• **EXCERPTED TEXT**:

This is the 2nd week of september and the grape harvest has already begun in Villany , the village which gave its name to one of the 20 wine regions of Hungary . The village, located
south of the country near the croatian border, has one main street along wich virtually all the houses are used to make and/or sell wine . As elsewhere in Hungary, you don't just walk in one of the many family estates along the street and taste the wine for free : you will pay a fee for each (full) glass that you choose , starting at 100 Forints (0,44 Euro) and up depending of the wine . Unlike many villages in the country, Villany's main street houses have been recently repainted, it has neat sidewalks and its wine-tourism prosperity is visible at first glance .
Never take only one pair of shoes when travelling far away . I was ruining my shoes walking in the greasy mud along the vineyard rows to get near the group of harvesters I spotted at the foot of the hill . My feet were spongy but that is a scene no wine lover wants to miss , and the people there were friendly . As I was looking to this family harvest and took a few pics ,
the man in charge greeted me with a glass of last year's wine and we took shelter from the rain while exchanging a few words in german . He said that this year was awful for the weather conditions , with lots of excess in rainfall . This was the weekend and younger people, probably their children, had come to help the older generation in the harvest . I thought I had taken note of the grape variety here , but can't find anything about it . I think this is probaly a Hungarikum variety , like Kekfrankos or Kekporto . Hungarikum varieties are authentic indigenous varieties that you will not find anywhere but in Hungary . There are quite a few of them, white and red, like also Furmint, Kadarka, Harslevelu, Keknyelu...

• **SHORT EXERCISE**: Write out the full account of the Villany grape harvest above, word for word.

• **INFORMATION SUPPLIED**:

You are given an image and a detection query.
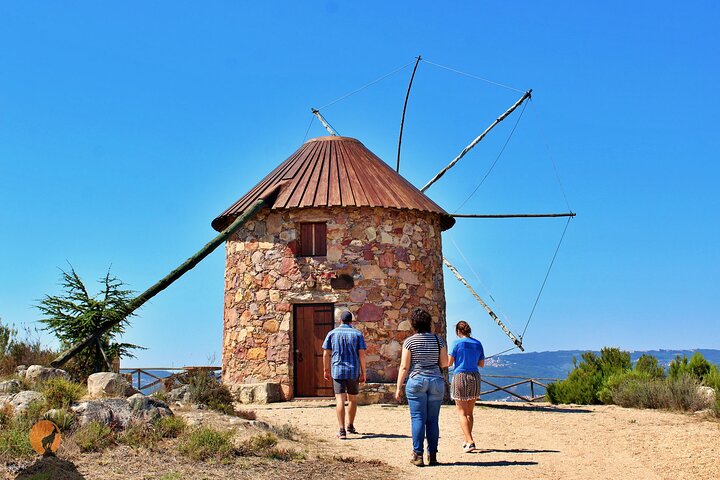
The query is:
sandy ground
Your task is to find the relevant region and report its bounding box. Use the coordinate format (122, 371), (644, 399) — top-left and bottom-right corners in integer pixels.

• **THE COMPLETED TASK**:
This is the 2nd week of september and the grape harvest has already begun in Villany , the village which gave its name to one of the 20 wine regions of Hungary . The village, located
south of the country near the croatian border, has one main street along wich virtually all the houses are used to make and/or sell wine . As elsewhere in Hungary, you don't just walk in one of the many family estates along the street and taste the wine for free : you will pay a fee for each (full) glass that you choose , starting at 100 Forints (0,44 Euro) and up depending of the wine . Unlike many villages in the country, Villany's main street houses have been recently repainted, it has neat sidewalks and its wine-tourism prosperity is visible at first glance .
Never take only one pair of shoes when travelling far away . I was ruining my shoes walking in the greasy mud along the vineyard rows to get near the group of harvesters I spotted at the foot of the hill . My feet were spongy but that is a scene no wine lover wants to miss , and the people there were friendly . As I was looking to this family harvest and took a few pics ,
the man in charge greeted me with a glass of last year's wine and we took shelter from the rain while exchanging a few words in german . He said that this year was awful for the weather conditions , with lots of excess in rainfall . This was the weekend and younger people, probably their children, had come to help the older generation in the harvest . I thought I had taken note of the grape variety here , but can't find anything about it . I think this is probaly a Hungarikum variety , like Kekfrankos or Kekporto . Hungarikum varieties are authentic indigenous varieties that you will not find anywhere but in Hungary . There are quite a few of them, white and red, like also Furmint, Kadarka, Harslevelu, Keknyelu...